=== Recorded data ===
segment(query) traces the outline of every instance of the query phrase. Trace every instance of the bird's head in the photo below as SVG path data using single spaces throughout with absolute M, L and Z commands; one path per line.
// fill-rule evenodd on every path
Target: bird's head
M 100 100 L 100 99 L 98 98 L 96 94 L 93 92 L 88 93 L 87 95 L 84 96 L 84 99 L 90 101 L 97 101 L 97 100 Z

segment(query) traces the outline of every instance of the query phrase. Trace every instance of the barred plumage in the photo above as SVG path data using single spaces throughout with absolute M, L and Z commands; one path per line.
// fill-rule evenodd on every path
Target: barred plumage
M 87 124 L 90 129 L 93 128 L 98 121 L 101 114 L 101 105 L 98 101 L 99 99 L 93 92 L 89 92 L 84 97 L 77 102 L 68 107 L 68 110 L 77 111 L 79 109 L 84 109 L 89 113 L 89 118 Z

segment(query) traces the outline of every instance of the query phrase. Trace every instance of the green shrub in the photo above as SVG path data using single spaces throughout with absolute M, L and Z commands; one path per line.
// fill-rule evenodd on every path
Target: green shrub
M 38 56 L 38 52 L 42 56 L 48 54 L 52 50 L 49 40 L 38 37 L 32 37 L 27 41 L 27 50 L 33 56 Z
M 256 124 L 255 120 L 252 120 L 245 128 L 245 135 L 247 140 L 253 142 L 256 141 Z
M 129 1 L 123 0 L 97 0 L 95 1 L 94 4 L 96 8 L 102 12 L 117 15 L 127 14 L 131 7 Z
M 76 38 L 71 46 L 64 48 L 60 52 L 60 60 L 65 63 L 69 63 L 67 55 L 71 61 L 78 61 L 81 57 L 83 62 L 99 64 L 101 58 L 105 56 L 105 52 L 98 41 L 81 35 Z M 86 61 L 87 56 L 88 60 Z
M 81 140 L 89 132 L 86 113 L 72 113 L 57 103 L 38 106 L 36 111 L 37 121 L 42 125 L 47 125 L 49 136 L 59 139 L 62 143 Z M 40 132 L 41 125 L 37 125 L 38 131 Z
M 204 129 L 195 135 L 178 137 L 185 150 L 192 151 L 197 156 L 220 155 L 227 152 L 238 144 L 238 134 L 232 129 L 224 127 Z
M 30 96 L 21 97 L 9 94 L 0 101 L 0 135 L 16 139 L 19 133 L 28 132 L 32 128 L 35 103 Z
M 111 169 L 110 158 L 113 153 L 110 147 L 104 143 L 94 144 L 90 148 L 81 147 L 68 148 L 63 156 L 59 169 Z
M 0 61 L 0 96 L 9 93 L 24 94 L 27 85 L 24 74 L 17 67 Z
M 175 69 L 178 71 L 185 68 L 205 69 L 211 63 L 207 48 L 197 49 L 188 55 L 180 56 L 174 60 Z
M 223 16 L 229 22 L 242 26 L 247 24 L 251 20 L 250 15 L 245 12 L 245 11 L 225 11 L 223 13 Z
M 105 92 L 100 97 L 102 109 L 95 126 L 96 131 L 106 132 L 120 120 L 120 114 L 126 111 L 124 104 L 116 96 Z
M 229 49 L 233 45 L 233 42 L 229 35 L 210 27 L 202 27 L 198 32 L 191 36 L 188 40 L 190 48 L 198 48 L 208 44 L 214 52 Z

--

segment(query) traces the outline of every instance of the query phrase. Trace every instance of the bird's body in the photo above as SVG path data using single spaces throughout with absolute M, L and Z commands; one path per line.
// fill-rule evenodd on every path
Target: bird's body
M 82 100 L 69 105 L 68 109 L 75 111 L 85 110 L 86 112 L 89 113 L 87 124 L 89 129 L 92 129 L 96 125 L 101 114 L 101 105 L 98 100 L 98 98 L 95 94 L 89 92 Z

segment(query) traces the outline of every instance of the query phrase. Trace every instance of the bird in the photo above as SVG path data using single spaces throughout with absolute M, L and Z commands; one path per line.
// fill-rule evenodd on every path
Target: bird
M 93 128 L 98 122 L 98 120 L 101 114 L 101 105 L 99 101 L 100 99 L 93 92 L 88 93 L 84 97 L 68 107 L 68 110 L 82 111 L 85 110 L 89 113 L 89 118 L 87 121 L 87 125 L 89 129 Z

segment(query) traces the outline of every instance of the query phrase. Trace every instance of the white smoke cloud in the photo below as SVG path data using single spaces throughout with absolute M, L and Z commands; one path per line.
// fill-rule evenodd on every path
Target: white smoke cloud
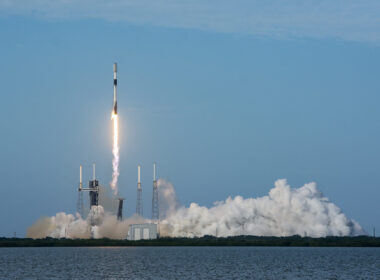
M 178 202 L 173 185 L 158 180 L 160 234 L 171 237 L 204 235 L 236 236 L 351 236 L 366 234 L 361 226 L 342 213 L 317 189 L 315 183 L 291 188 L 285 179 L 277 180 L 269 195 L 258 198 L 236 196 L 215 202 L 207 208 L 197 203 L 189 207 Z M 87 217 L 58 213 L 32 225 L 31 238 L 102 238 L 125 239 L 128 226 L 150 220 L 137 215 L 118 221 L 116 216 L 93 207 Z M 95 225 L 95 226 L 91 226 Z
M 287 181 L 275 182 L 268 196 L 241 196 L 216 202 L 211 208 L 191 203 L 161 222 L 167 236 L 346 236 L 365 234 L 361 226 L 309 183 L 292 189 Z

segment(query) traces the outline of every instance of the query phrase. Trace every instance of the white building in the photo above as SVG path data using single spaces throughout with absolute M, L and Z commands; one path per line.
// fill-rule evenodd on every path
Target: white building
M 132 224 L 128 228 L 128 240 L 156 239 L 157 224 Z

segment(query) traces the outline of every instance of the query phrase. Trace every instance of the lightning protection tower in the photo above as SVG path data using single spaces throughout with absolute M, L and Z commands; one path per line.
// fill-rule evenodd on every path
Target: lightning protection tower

=== WHAT THE TASK ASKS ===
Rewrite the items above, beginning at the line that contains "the bird's head" and stopping after the line that contains "M 87 124 L 90", and keep every line in that range. Multiply each coordinate in the answer paths by 1.75 and round the result to a whole number, rounding halves up, while all other text stays unchanged.

=== THE RESULT ===
segment(query) traces the outline of every instance of the query phrase. Trace every instance of the bird's head in the photo below as SVG path data using single spaces throughout with absolute M, L and Z commands; one path per line.
// fill-rule evenodd on every path
Target: bird's head
M 175 175 L 175 173 L 172 172 L 168 165 L 163 161 L 154 163 L 152 166 L 147 168 L 147 173 L 158 177 L 170 177 L 170 175 Z

segment(query) traces the outline of every instance of the query phrase. Trace every instance of the barred plumage in the photo above as SVG path data using single spaces throughout with absolute M, L and Z commands; one path per line.
// fill-rule evenodd on every path
Target: barred plumage
M 152 217 L 158 226 L 163 224 L 172 212 L 177 200 L 177 184 L 172 177 L 173 173 L 163 161 L 156 161 L 147 170 L 135 179 L 119 187 L 119 193 L 135 194 L 138 191 L 147 191 L 156 198 L 156 207 Z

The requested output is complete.